Records for the exercise:

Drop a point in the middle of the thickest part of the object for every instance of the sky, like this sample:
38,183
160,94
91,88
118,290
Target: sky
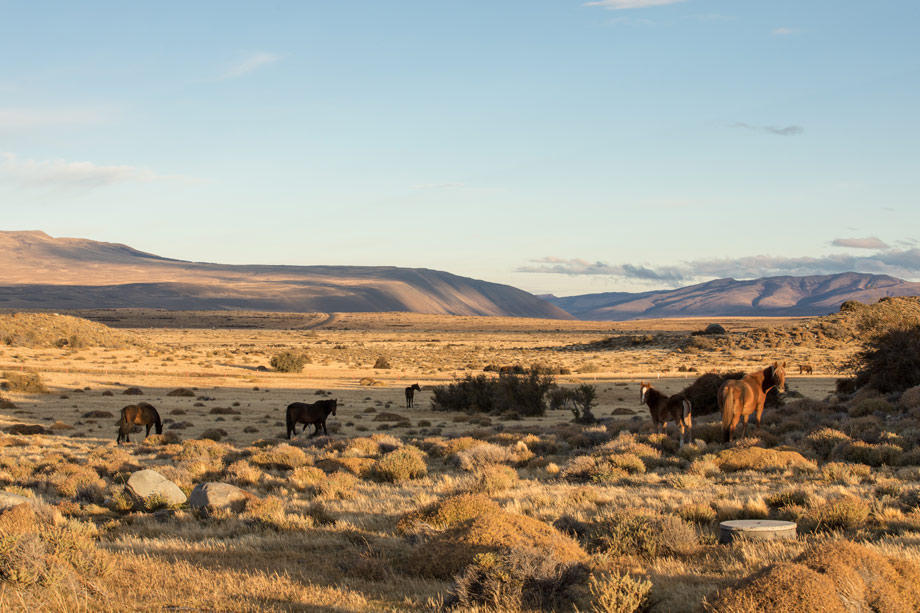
560,146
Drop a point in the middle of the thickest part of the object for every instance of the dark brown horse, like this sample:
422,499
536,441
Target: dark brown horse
740,397
140,414
314,413
664,408
410,395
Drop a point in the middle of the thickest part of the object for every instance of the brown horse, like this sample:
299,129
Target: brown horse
410,395
140,414
739,398
663,408
306,414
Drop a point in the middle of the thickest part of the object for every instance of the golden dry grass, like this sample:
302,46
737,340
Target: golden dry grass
351,522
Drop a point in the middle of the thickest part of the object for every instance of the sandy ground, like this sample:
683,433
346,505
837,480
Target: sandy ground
222,367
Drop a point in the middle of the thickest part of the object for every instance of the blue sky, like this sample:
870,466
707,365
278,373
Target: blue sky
558,146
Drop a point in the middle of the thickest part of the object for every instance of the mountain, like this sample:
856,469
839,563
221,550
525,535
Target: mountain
40,271
771,296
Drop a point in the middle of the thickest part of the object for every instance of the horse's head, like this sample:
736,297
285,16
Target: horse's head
778,374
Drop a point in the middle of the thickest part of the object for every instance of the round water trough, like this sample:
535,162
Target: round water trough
756,530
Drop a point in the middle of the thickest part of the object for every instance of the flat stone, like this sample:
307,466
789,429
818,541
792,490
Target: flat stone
145,483
756,530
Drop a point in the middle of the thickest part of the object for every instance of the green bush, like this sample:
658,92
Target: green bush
518,580
891,360
525,394
289,361
24,382
401,465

Exercise objective: Copy the entries starting at the line that contains "of the flat" and ending with the last entry, changing "green bush" to "leafy shrub" and leaving the rest untouched.

Solution to this exercise:
Drop a point in the middle of the thickest part of the object for every instance of the flat stone, like this sample:
307,466
789,429
818,541
792,490
Target: flat stone
145,483
756,530
Drop a point in the middle of the thickest part of the object for every instance of the leafy shrub, like this sample:
658,92
Target: leafy shrub
518,580
891,360
525,394
289,361
24,382
401,465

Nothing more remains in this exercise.